What is needed> Pull out each line of the records below that contains the word "peak", and copy those lines. Letter case matters when matching.

Supplied information>
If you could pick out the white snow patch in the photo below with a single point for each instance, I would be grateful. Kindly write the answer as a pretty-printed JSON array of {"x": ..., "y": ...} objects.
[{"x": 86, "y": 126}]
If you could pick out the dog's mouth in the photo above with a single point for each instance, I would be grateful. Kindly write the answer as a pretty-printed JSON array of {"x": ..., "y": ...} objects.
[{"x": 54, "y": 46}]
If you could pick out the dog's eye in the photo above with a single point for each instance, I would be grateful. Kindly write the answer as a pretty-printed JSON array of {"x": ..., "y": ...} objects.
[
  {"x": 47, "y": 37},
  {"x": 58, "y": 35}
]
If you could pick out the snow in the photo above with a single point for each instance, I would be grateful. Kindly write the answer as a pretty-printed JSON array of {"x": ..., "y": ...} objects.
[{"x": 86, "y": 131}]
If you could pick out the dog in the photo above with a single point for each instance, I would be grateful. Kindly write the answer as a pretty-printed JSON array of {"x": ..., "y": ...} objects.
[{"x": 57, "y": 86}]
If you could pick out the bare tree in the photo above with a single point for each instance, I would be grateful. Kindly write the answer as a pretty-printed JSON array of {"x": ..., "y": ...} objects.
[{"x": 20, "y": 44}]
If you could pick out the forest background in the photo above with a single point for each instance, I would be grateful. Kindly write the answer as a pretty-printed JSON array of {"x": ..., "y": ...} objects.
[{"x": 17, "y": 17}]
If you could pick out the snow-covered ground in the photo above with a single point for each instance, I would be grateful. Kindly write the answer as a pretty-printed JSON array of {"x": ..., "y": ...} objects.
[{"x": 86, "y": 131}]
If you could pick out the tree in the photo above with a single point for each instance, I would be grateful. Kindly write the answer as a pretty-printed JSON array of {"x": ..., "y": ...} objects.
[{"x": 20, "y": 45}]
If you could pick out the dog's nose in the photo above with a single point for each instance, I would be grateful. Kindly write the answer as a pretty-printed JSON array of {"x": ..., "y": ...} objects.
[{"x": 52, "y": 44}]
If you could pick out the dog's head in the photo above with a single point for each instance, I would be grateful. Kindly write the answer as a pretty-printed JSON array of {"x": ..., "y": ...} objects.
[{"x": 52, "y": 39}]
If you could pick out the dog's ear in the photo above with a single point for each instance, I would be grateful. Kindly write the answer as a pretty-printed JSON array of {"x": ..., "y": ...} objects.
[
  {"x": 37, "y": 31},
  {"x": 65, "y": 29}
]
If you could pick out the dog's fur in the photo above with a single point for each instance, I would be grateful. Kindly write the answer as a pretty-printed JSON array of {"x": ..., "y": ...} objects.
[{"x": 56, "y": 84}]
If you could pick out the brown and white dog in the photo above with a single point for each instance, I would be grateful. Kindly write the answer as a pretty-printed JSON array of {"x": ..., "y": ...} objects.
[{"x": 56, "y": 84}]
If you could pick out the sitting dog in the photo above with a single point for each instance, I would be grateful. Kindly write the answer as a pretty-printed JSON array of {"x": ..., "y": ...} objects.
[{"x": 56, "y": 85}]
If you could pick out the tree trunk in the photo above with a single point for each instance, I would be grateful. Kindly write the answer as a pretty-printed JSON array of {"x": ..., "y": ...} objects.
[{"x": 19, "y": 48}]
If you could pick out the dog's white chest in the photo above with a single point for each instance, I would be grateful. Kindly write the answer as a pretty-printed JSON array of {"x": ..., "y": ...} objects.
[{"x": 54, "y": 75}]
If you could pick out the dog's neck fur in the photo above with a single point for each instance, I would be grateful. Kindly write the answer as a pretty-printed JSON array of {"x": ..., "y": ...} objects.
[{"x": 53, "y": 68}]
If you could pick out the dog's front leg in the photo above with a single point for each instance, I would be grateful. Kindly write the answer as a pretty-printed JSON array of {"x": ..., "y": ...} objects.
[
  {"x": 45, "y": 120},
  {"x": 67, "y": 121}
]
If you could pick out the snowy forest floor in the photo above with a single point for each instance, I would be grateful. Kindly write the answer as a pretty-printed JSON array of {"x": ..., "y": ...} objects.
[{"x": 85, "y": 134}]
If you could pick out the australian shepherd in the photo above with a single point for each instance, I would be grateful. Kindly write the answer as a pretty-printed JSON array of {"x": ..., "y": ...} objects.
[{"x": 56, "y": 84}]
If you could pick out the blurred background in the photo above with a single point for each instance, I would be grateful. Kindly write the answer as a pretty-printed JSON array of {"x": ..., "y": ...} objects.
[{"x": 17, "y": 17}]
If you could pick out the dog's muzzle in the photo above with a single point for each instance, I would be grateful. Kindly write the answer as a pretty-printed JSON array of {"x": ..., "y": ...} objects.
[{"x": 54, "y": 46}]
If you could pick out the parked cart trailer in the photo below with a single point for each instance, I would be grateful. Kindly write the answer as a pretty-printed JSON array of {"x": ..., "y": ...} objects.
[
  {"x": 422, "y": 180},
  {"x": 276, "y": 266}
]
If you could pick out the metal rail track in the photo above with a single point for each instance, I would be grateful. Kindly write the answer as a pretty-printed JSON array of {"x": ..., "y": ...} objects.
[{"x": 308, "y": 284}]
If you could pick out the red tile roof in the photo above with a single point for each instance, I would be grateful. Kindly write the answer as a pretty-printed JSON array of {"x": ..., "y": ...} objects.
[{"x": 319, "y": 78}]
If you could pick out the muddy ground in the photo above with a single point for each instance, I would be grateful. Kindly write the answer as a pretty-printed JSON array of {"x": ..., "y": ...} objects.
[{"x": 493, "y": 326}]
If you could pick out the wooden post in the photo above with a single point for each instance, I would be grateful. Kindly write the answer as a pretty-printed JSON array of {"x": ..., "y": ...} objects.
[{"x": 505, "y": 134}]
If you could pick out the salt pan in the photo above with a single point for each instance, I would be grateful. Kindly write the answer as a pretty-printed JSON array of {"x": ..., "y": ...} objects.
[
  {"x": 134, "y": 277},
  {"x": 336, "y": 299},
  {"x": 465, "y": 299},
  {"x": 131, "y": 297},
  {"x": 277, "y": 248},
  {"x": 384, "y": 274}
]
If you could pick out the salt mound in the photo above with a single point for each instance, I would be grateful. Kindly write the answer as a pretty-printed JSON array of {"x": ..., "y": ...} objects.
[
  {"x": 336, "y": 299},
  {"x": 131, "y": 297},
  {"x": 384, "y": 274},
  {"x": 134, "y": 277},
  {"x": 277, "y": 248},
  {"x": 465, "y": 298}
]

==

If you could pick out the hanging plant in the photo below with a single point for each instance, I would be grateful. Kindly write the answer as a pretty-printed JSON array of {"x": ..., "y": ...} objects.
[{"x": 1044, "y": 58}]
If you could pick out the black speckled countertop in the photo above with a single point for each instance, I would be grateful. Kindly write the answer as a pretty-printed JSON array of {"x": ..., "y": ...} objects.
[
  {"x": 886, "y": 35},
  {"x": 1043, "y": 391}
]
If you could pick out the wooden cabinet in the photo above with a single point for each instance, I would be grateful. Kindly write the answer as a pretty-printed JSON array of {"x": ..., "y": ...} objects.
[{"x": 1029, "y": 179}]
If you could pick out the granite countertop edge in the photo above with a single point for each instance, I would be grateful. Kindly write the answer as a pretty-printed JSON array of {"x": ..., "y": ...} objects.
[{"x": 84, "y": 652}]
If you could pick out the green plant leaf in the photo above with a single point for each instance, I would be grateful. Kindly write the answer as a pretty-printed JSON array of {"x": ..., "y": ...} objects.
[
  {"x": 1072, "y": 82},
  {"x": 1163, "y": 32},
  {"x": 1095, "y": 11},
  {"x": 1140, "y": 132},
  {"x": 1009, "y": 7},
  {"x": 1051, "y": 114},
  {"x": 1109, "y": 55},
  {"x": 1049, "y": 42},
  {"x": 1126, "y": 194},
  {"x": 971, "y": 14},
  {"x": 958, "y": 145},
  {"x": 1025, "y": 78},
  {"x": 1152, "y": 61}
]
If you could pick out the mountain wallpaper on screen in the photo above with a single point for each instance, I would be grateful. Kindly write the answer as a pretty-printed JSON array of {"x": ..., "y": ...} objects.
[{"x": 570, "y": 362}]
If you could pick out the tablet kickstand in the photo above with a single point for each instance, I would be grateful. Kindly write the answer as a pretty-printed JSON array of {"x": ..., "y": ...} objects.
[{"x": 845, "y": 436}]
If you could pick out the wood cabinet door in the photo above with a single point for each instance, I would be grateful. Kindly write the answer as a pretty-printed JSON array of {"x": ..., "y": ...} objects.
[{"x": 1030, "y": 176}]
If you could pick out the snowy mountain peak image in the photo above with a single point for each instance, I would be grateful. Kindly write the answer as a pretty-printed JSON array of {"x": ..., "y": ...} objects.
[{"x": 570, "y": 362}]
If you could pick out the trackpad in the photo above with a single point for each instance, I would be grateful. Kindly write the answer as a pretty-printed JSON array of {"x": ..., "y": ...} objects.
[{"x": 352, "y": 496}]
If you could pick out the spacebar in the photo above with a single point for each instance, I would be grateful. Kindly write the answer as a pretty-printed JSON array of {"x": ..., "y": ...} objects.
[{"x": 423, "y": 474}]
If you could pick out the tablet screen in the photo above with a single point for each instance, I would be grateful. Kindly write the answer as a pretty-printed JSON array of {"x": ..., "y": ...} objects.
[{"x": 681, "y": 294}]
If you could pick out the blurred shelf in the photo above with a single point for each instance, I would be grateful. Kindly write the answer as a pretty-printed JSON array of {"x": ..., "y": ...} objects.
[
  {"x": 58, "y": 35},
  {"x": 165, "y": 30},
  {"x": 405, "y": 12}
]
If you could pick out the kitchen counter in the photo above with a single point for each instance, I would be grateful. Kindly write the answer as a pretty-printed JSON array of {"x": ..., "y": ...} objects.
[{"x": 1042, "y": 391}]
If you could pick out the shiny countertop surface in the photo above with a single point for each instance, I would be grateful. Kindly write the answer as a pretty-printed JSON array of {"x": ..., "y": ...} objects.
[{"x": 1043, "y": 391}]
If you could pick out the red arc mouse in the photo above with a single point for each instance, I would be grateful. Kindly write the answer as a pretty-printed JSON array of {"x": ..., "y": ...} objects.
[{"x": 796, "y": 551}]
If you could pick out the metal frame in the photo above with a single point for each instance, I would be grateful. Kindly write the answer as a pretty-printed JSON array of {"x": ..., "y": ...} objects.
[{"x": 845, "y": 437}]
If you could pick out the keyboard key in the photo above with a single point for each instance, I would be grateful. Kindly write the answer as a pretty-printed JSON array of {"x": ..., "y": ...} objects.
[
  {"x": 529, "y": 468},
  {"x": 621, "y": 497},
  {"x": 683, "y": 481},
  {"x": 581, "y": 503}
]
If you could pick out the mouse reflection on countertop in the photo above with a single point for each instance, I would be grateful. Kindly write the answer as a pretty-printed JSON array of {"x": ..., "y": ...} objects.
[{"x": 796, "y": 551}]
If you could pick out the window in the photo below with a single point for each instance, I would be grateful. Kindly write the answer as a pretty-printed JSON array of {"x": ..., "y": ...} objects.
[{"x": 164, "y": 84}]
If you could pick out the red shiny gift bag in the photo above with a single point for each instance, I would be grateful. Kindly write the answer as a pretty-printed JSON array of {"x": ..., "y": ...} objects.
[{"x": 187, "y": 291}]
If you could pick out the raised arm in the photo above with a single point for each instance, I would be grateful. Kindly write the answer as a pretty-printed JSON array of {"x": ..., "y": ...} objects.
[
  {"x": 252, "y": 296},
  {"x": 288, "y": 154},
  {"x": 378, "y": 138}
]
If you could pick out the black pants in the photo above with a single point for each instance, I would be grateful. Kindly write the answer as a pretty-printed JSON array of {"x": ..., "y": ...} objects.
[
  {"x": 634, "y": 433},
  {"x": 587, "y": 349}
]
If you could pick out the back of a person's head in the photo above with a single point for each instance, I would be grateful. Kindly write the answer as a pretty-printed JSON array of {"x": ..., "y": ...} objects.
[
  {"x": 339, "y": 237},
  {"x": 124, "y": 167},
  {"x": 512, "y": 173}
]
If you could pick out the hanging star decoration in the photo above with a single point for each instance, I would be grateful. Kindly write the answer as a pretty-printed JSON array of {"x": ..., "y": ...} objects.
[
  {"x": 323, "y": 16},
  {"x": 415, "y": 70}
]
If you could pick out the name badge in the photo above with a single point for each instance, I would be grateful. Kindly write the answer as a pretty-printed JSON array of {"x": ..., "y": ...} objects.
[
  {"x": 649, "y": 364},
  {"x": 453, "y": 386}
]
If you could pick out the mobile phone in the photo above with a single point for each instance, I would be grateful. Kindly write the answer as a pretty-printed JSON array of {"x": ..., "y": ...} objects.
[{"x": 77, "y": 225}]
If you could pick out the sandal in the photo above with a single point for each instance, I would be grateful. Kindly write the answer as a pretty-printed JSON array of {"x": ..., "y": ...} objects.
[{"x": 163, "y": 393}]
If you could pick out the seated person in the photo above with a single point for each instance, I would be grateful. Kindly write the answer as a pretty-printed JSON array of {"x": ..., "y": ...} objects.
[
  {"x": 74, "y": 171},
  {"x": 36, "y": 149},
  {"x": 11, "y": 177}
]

Correct answer>
If you could pick out the snowy mountain peak image in the photo above with a single point for each instance, I would be grateful. Kindly write the answer as a pretty-printed JSON array of {"x": ..., "y": ...} objects.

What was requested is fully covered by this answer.